• Short exercise: Reproduce the listing below verbatim, line for line, but omit the picture.

....................

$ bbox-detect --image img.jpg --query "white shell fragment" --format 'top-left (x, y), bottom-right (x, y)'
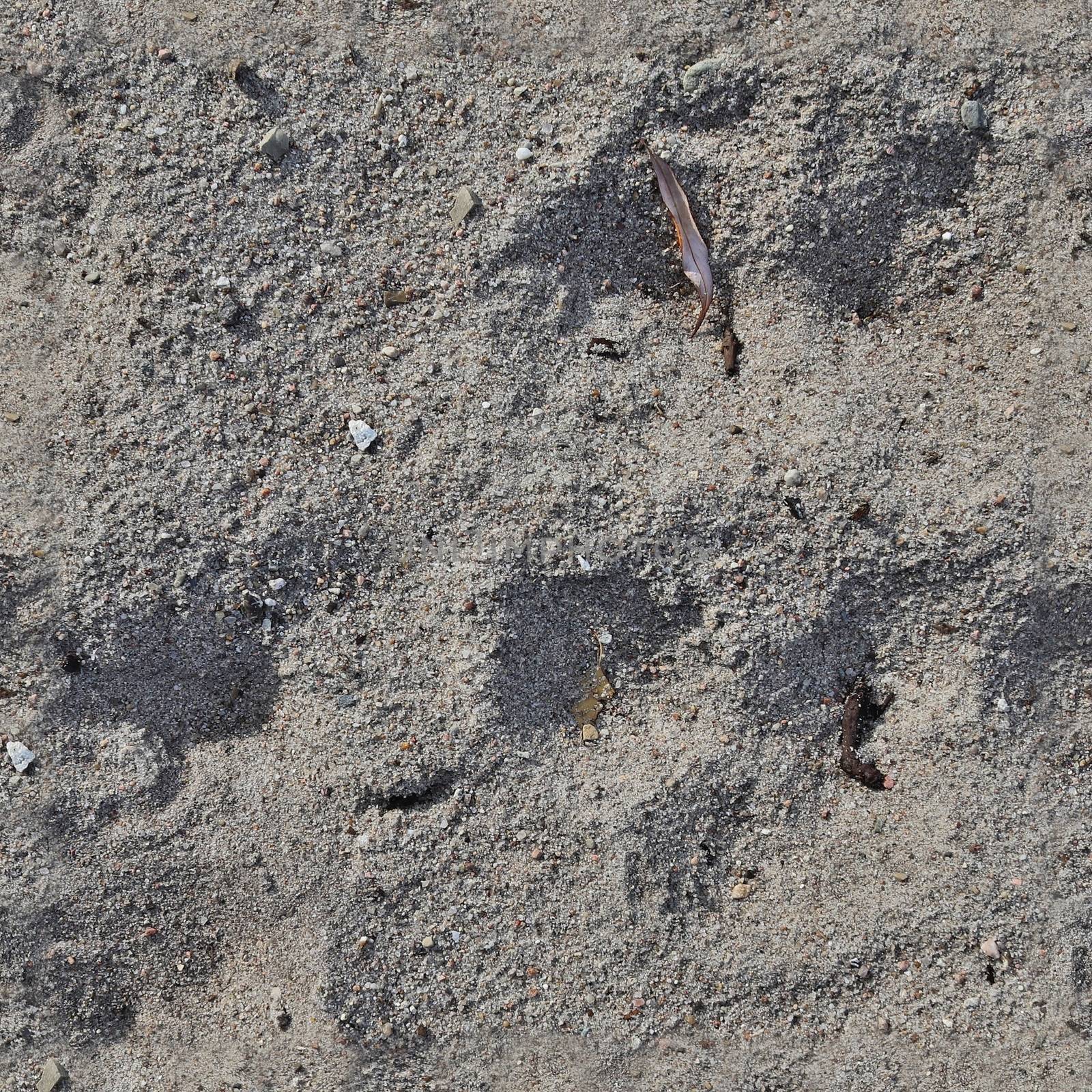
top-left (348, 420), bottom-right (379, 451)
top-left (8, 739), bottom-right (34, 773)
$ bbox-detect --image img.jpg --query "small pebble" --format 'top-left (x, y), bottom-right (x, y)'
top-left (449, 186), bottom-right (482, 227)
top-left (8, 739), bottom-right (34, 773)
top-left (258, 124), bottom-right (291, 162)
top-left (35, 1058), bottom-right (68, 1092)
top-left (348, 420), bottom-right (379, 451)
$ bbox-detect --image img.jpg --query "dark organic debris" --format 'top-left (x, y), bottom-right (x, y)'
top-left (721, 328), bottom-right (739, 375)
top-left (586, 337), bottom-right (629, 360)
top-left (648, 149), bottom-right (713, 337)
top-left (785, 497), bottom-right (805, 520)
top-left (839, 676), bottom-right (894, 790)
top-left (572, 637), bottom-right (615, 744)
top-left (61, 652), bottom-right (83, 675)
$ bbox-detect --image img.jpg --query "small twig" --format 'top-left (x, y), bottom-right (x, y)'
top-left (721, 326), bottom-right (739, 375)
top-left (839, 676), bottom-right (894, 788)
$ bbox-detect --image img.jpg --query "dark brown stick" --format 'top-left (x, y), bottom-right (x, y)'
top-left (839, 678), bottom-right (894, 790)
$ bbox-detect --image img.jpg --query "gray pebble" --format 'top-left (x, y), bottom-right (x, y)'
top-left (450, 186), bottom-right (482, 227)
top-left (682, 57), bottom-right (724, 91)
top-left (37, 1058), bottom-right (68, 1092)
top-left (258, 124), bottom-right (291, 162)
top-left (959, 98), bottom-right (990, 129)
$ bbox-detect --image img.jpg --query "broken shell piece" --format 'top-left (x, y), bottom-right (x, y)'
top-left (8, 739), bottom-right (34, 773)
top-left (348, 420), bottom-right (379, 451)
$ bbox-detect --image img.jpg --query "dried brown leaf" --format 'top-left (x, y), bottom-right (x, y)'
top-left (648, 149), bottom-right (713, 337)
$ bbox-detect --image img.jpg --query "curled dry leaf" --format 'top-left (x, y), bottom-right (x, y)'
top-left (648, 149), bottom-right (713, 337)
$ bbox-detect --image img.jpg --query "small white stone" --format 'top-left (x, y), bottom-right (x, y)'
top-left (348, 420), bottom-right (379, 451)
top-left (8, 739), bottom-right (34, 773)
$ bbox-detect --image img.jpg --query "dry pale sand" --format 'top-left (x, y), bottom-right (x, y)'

....................

• Solved problem:
$ bbox-detect --image img.jpg --query "white shell fragment" --format 'top-left (x, y), bottom-right (x, y)'
top-left (348, 420), bottom-right (379, 451)
top-left (8, 739), bottom-right (34, 773)
$ bbox-detect --image img.jpg --query "small pebble" --format 'top-left (x, y), bottom-right (x, y)'
top-left (449, 186), bottom-right (482, 227)
top-left (8, 739), bottom-right (34, 773)
top-left (258, 124), bottom-right (291, 162)
top-left (35, 1058), bottom-right (68, 1092)
top-left (348, 420), bottom-right (379, 451)
$ bbox-detect --image img.jpg --query "dark organic debris" --format 'top-left (x, y), bottom-right (x, y)'
top-left (721, 328), bottom-right (739, 375)
top-left (586, 337), bottom-right (629, 360)
top-left (648, 149), bottom-right (713, 337)
top-left (785, 497), bottom-right (805, 520)
top-left (839, 676), bottom-right (894, 790)
top-left (572, 637), bottom-right (615, 744)
top-left (61, 652), bottom-right (83, 675)
$ bbox-detect --image img.jpg --query "small twig" --format 'top-left (x, y), bottom-right (x, y)'
top-left (721, 326), bottom-right (739, 375)
top-left (839, 676), bottom-right (894, 788)
$ bbox-detect --image img.jpg --query "dark brown stick" --format 'top-left (x, y), bottom-right (x, y)'
top-left (839, 678), bottom-right (894, 790)
$ bbox-detect --image img.jpg --query "gray pebble" --format 'top-left (x, y), bottom-right (x, y)'
top-left (450, 186), bottom-right (482, 227)
top-left (682, 57), bottom-right (724, 91)
top-left (37, 1058), bottom-right (68, 1092)
top-left (258, 124), bottom-right (291, 162)
top-left (959, 98), bottom-right (990, 129)
$ bbox-detect --image img.jpg --query "broken shell piece" --format 'top-left (x, y), bottom-right (x, y)'
top-left (8, 739), bottom-right (34, 773)
top-left (348, 420), bottom-right (379, 451)
$ bbox-detect --image img.jpg --query "dried brown leaf" --format 'top-left (x, y), bottom-right (x, y)'
top-left (648, 149), bottom-right (713, 337)
$ bbox-detect --image img.jpg --query "curled dry leaf" --format 'top-left (x, y), bottom-right (x, y)'
top-left (648, 149), bottom-right (713, 337)
$ bbox-detect --image img.jpg --query "small white stone" --format 'top-left (x, y), bottom-right (x, y)'
top-left (348, 420), bottom-right (379, 451)
top-left (8, 739), bottom-right (34, 773)
$ bbox-detect --image img.jpg --query "dry pale sand" --format 'top-left (x, y), bottom-right (x, y)'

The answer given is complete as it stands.